• Consigne A: Relevez tous les noms de lieux cités dans le texte sur la mission du soldat, dans l'ordre où ils apparaissent.
• Consigne B: Rédigez, s'il vous plaît, la suite du texte sur la mission du soldat, en commençant juste après sa dernière phrase.

• Texte fourni:
Alors que nous pacifions le Mali par la force, répondant à l'appel au secours du président Dioncounda Traoré, notre évêque aux armées a prononcé ce matin une forte homélie sur la mission du soldat. La voici sans autre commentaire.
Le 13 janvier 2013 à Saint-Louis-des-Invalides
Luc Ravel, un sacré évêque |
Il y a quelques jours, en Afghanistan, je célébrais Noël à Kaboul. Au camp militaire, a été bâtie une modeste chapelle. À l’intérieur, les murs s’achèvent à hauteur de plafond par un bandeau sombre sur lequel se détachent, très nettes, 88 plaques identiques, gravées d’une date, d’un nom, d’un insigne. L’insigne, celui de nos unités militaires. Le nom, celui d’un de nos frères d’armes. La date, celle de sa mort, brutale, mort pour la France, puisqu’il en portait les armes. Et je priais en face de Dieu, sous l’immense présence de ces Français, tués parce qu’ils voulaient détruire la guerre.
Car la mission suprême du militaire n’est pas de faire la guerre mais de la défaire, d’en bloquer la violence, puis de la rendre impossible. Sur le long chemin de la paix, c’est une étape toujours tragique mais parfois nécessaire. Je vous livre le fruit de ma prière à Kaboul, au moment où la France s’apprête à quitter ce théâtre de guerre. Je réfléchissais à quelle condition notre prière pour la paix était sérieuse et juste. Je me disais qu’elle ne peut pas être sérieuse, si elle oublie les drames de la guerre et elle ne peut pas être juste, si elle néglige l’héroïsme des militaires.
Gardons d’abord sous les yeux les drames de la guerre pour que notre prière soit sérieuse. J’en vois qui prient pour la paix comme ils prieraient pour avoir le soleil un jour de pique-nique. C’est dérisoire. Oui, revoyons par la mémoire ces corps tordus de douleurs. Me revient un souvenir brûlant, le corps de cet enfant de dix ans amené en hélicoptère à l’hôpital militaire, le ventre crevé par les éclats d’un engin explosif. Ou cet autre gamin, souriant dans les couloirs et courant vers nous avec deux béquilles et une seule jambe. L’autre avait été arrachée par une mine. Et comment ne pas baisser le regard quand nous croisons celui d’une femme meurtrie dans son cœur ? Telle cette maman, aujourd’hui totalement perdue, parce que son fils unique est mort, là-bas, au champ d’honneur. Elle ne s’en remettra jamais. Et tant et tant de peines vivaces, et tant et tant de blessures visibles et invisibles. Notre prière pour la Paix ne sera pas sérieuse, si nous ne nous tenons pas au bord de cet abîme d’horreurs où se tait la terrible douleur de la guerre. Car souvent la souffrance la plus forte se mure dans le silence le plus profond.

• Extraits de données:
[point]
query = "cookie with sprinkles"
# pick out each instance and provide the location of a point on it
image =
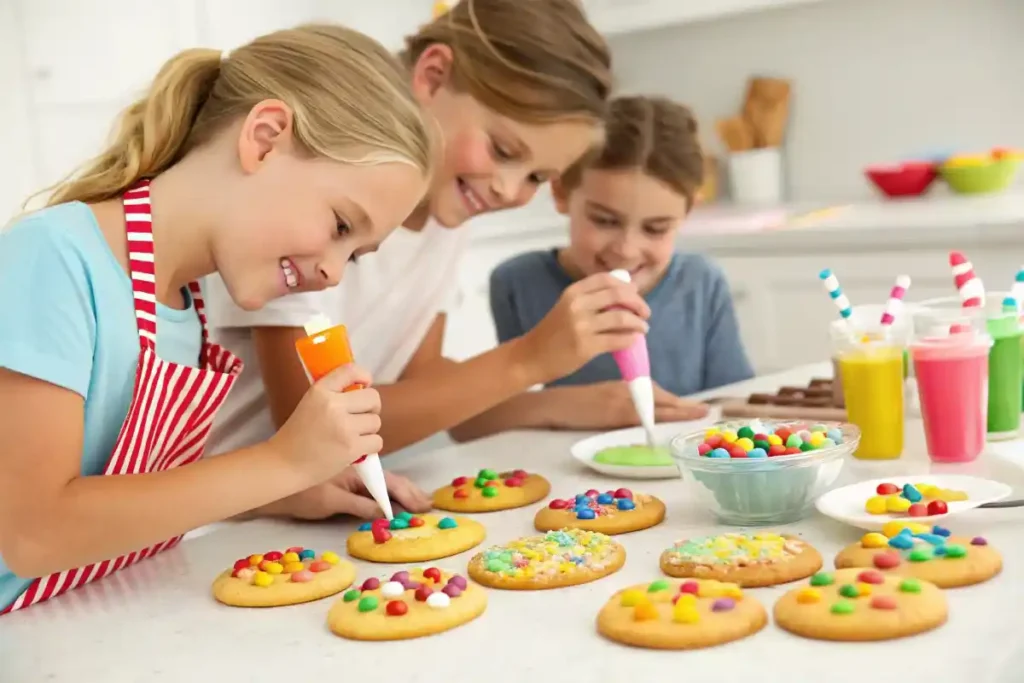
(411, 538)
(927, 552)
(278, 578)
(554, 559)
(409, 604)
(491, 491)
(861, 605)
(674, 614)
(614, 511)
(751, 560)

• Résultat A: Mali, Saint-Louis-des-Invalides, Afghanistan, Kaboul, France

• Résultat B:
Gardons aussi en mémoire l’héroïsme de nos militaires pour que notre prière reste juste. Pourquoi examiner la justesse de notre prière pour la paix à la lumière de l’héroïsme dans la guerre ? Réfléchissons à nos demandes. Sans Dieu, nos paix sont en carton-pâte, elles font impression un moment, mais elles ne durent pas. Au mieux, nous parvenons à un cessez-le-feu laborieux et fragile. Ce n’est pas là encore la Paix. C’est pourquoi, nous implorons l’aide de Dieu. Jusque-là, nous sommes tous d’accord. Mais quelle aide demandons-nous à Dieu ? L’aide divine ne vise pas à nous donner la victoire contre nos adversaires. Dieu aime tous les hommes y compris nos ennemis. Il ne choisit pas son camp. Il ne va pas rajouter sa puissance à celle de nos chars. Il n’est pas un explosif supplémentaire, ni même une chance donnée au croyant pour éviter les balles. Il sait mieux que nous qu’une victoire ne donne pas la paix. Elle n’ouvre que le chemin d’un nouveau conflit.
Ne demandons pas à Dieu ce qu’il ne peut, ni ne veut, donner. Trop de victoires injustes ont été acquises et trop de guerres impies ont été réalisées au nom de Dieu. Dieu intervient sur le cœur. Il nous aide là où on trouve, justement, la vertu d’un soldat. Nous voilà conduit à regarder l’héroïsme, le courage, l’honneur, ces vertus qui traversent les défaites et les victoires : ce sont ces qualités intérieures qui obtiennent la paix définitive. Un acte de justice obtient plus que la menace d’une arme. Un médecin racontait à un de mes aumôniers ce qui lui est arrivé dans les Balkans. Alors qu’il était en patrouille avec quelques hommes, sa voiture se fait arrêter par des hommes armés et non identifiés qui braquent leurs fusils sur les soldats français. Instantanément ceux-ci pointent aussi leurs armes : la situation va tourner au carnage. Mû par une force intérieure, il sort sans arme du véhicule, les bras levés. Les mercenaires étonnés le laissent venir à eux voyant qu’il était désarmé. Il se met à leur parler et à leur serrer la main. Et il demande aux militaires français interloqués de venir aussi : tout le monde se serrent la main, échangent un sourire et se quittent sans un coup de feu. La maîtrise de soi a gagné la Paix. Dieu travaille à l’intérieur. Demandons-lui ces vertus dont la plus haute est l’amour.